**Extracted text**
Southern Baptist Convention meeting to focus on sex-abuse

In this Wednesday, June 12, 2019 file photo, J. D. Greear, president of the Southern Baptist Convention, talks about sexual abuse within the SBC on the second day of the SBC's annual meeting in Birmingham, Ala. (Jon Shapley/Houston Chronicle via AP)
In this Wednesday, June 12, 2019 file photo, J. D. Greear, president of the Southern Baptist Convention, talks about sexual abuse within the SBC on the second day of the SBC's annual meeting in Birmingham, Ala. (Jon Shapley/Houston Chronicle via AP)

Entangled in a multifaceted sex-abuse crisis, the Southern Baptist Convention is preparing to host a high-profile conference on the topic that has kindled skepticism even among some of the scheduled speakers.

The three-day Caring Well conference opens Thursday at a resort hotel near Dallas, drawing hundreds of pastors and church officials from the largest Protestant denomination in the U.S. for a program featuring victim advocates, attorneys, therapists and at least 10 survivors of sexual abuse.

**Source information**
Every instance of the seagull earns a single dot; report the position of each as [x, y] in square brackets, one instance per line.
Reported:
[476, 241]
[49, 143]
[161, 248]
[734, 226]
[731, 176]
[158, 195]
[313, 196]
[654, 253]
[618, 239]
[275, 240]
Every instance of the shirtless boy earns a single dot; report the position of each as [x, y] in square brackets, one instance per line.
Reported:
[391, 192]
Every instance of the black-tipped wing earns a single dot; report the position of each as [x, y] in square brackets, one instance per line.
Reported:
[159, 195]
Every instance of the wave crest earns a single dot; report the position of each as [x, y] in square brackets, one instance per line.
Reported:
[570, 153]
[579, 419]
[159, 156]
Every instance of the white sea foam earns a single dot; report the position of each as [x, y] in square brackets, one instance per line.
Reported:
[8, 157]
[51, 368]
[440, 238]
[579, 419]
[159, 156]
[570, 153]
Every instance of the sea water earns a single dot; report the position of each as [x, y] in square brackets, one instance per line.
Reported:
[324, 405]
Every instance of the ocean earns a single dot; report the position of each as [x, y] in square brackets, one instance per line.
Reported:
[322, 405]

**Actions to take**
1. From the Southern Baptist Convention article, reproduce the passage starting with "Entangled in a" and going on through "of sexual abuse.".
2. Name every group of people that the Southern Baptist Convention article says the Caring Well conference program features.

**Responses by task**
1.
Entangled in a multifaceted sex-abuse crisis, the Southern Baptist Convention is preparing to host a high-profile conference on the topic that has kindled skepticism even among some of the scheduled speakers.

The three-day Caring Well conference opens Thursday at a resort hotel near Dallas, drawing hundreds of pastors and church officials from the largest Protestant denomination in the U.S. for a program featuring victim advocates, attorneys, therapists and at least 10 survivors of sexual abuse.

2.
Victim advocates
Attorneys
Therapists
At least 10 survivors of sexual abuse